- CONSIGNES
- A) Condensez sous forme de liste le paragraphe du compte rendu d'audience qui commence par « Malgré les observations de M. le Capitaine Gigot », en conservant ses faits principaux.
- B) Renvoyez à l'identique le passage du compte rendu d'audience compris entre « Le Président. – Avant » et « et peu communicatif. », ces deux bornes incluses.

- EXTRAIT DU TEXTE
----

Audience du 15 novembre 1910.
Le 17 octobre 1910, en pleine grève des chemins de fer, alors qu’au milieu de l’affolement général, le Gouvernement faisait garder par la troupe toutes les gares et tous les ouvrages d’art, le soldat Lecoin du 85è régiment d’infanterie fut commandé régulièrement par son adjudant pour faire partie du détachement qui devait relever le poste installé à la gare de Cosne (Nièvre).
A 9 h. ½, Lecoin demanda à parler à son capitaine et lui exprima le désir de ne pas être commandé, en déclarant qu’il était syndicaliste, que l’acte qu’on lui demandait d’accomplir blessait ses convictions et qu’au cas où l’ordre serait maintenu, il ne pourrait obéir.
Malgré les observations de M. le Capitaine Gigot, Lecoin ne répondit pas à l’appel de son nom, lorsqu’à 11 heures, on rassembla le détachement. Appelé en présence du chef de bataillon et de deux gradés témoins, il renouvela son refus à l’ordre formel de son capitaine et fut immédiatement mis en prévention de Conseil de Guerre.
L’accusé, qui exerçait la profession de jardinier avant sa venue au régiment, répond d’une façon calme, mais énergique, aux questions que lui pose M. le Lieutenant – Colonel Dervieu. Il donne l’impression d’un convaincu, passionnément attaché à ses idées.
Le Président. – Avant même de vous faire préciser les faits qui vous sont reprochés, je dois constater que, depuis votre entrée à la caserne, votre conduite fut excellente ainsi que votre manière de servir. On vous représente cependant comme un individu taciturne et peu communicatif.
R. – Si je ne frayais pas beaucoup avec mes camarades, c’est que je ne voulais pas être accusé de faire de la propagande syndicaliste à la caserne.
Le Président. – Quoi qu’il en soit, vous avez commis un acte extrêmement grave. Vous n’êtes plus un jeune soldat ; vous savez donc qu’en toute occasion, vous devez obéir à vos chefs.
R. – Lorsque mes chefs m’ont donné un ordre qui blessait mes convictions de syndicaliste, j’ai préféré leur désobéir et encourir toutes les responsabilités que j’ai encourues plutôt que de désobéir à ma conscience.

----

Lignes du jeu de données sur l'emplacement des objets
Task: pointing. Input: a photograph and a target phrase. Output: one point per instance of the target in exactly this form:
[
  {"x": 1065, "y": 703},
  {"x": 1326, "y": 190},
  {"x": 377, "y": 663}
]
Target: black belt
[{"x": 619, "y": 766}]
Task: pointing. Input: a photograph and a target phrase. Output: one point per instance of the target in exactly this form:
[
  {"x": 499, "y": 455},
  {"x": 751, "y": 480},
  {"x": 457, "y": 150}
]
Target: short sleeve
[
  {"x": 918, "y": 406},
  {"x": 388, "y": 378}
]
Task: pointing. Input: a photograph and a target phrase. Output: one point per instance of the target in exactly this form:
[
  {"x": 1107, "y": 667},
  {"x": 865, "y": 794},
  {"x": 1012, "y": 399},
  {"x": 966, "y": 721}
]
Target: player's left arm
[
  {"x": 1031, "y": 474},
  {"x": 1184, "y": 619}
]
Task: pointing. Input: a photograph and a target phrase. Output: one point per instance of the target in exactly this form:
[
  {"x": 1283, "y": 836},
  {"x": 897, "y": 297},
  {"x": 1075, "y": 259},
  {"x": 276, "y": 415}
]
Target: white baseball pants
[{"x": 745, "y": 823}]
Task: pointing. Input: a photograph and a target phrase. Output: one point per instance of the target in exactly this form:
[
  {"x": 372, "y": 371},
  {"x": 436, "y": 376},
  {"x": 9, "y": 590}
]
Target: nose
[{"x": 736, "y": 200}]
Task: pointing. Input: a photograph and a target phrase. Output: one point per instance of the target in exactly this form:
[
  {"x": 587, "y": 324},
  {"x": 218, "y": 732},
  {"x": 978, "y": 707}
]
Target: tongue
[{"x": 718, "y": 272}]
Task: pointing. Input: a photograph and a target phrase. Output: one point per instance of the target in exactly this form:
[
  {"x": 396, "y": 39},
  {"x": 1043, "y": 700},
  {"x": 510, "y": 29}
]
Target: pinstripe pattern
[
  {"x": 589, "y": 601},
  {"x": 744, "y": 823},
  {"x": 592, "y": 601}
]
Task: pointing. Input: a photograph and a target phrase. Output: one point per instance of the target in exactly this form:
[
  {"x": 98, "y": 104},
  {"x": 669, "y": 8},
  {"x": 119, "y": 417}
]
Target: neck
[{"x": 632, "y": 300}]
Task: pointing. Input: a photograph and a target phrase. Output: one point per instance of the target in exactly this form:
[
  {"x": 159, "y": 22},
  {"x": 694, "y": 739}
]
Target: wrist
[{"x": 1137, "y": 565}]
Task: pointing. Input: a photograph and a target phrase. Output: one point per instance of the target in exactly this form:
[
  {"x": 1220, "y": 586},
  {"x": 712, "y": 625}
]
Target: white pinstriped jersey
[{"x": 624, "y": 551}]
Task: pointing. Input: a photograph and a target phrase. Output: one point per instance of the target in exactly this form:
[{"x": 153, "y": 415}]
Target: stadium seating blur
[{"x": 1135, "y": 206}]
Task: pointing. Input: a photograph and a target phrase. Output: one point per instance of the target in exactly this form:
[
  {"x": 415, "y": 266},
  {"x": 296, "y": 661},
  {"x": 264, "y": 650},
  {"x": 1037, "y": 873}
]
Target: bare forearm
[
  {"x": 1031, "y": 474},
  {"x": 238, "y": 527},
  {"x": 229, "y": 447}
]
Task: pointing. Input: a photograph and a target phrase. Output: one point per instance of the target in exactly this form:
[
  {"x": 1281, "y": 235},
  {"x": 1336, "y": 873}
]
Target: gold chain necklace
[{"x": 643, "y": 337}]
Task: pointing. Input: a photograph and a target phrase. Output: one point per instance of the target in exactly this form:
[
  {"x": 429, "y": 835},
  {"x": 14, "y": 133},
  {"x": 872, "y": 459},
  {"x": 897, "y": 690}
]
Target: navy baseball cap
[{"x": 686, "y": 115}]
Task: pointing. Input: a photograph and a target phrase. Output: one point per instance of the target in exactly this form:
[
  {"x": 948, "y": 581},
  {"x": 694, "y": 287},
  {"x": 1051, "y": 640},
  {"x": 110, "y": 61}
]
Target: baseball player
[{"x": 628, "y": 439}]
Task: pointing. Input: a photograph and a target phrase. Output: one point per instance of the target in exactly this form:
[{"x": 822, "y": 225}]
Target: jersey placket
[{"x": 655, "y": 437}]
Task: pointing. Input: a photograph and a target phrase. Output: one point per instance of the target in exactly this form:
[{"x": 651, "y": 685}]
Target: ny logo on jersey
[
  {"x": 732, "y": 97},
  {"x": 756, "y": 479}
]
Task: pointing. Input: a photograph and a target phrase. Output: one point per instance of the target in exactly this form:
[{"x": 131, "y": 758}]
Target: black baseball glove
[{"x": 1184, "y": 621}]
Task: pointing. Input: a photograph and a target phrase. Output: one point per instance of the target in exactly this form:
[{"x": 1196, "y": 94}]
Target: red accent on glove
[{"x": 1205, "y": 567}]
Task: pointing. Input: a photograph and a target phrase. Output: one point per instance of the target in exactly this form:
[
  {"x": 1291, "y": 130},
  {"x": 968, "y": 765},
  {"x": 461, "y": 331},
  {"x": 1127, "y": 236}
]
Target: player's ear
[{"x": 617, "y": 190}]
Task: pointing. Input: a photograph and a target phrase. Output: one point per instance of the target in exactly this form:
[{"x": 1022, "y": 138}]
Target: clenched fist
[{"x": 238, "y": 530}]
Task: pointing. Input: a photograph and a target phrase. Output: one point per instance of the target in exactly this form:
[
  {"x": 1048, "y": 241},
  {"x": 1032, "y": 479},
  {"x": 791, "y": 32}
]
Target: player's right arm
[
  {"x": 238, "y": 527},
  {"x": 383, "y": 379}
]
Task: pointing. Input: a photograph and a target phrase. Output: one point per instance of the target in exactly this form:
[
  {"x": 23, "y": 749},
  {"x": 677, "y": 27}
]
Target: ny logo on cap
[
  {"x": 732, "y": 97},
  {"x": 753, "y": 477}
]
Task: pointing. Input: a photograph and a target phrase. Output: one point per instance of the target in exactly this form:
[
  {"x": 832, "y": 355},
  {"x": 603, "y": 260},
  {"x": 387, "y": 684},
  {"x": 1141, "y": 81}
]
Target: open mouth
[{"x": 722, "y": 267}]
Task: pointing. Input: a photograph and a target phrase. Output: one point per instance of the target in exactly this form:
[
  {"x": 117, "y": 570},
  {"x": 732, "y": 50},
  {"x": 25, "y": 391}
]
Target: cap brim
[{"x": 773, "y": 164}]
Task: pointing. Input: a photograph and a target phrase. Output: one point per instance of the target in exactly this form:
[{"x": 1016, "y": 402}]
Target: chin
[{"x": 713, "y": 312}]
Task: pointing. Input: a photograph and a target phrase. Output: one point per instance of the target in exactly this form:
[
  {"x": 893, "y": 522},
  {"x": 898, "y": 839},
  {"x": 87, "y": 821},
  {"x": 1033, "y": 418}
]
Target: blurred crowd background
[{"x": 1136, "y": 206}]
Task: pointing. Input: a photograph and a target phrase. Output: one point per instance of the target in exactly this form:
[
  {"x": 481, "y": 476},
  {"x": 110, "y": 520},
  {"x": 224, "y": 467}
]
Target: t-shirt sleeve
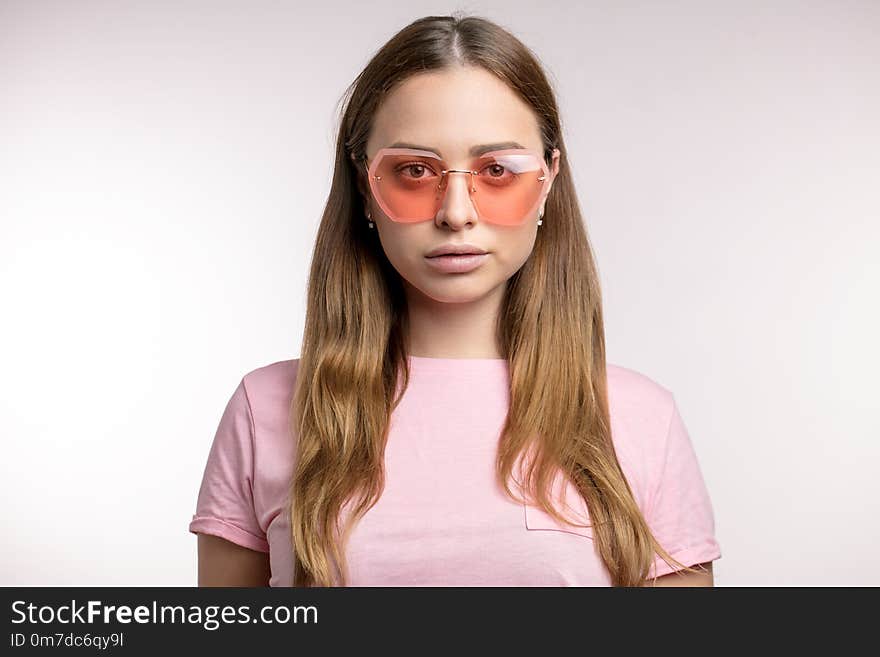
[
  {"x": 225, "y": 505},
  {"x": 681, "y": 515}
]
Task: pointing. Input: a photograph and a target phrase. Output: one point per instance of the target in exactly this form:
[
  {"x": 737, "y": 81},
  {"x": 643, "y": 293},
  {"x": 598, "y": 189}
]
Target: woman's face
[{"x": 448, "y": 112}]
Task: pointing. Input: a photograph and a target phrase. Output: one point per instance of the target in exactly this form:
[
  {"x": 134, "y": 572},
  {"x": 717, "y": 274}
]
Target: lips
[{"x": 455, "y": 249}]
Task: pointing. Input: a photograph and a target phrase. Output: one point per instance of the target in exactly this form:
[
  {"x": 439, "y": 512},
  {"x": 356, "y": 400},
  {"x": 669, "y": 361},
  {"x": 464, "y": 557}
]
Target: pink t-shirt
[{"x": 442, "y": 520}]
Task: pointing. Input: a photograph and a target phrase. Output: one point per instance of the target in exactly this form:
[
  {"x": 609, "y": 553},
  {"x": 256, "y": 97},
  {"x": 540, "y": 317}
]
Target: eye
[
  {"x": 414, "y": 170},
  {"x": 495, "y": 170}
]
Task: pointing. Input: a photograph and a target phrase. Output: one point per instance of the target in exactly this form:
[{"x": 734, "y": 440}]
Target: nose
[{"x": 457, "y": 206}]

----

- RÉPONSES DANS L'ORDRE
- A)
- Malgré les observations du capitaine Gigot, Lecoin ne répond pas à l'appel de son nom lors du rassemblement du détachement, à 11 heures.
- Appelé devant le chef de bataillon et deux gradés témoins, il refuse de nouveau l'ordre formel de son capitaine.
- Il est immédiatement mis en prévention de Conseil de Guerre.

- B)
Le Président. – Avant même de vous faire préciser les faits qui vous sont reprochés, je dois constater que, depuis votre entrée à la caserne, votre conduite fut excellente ainsi que votre manière de servir. On vous représente cependant comme un individu taciturne et peu communicatif.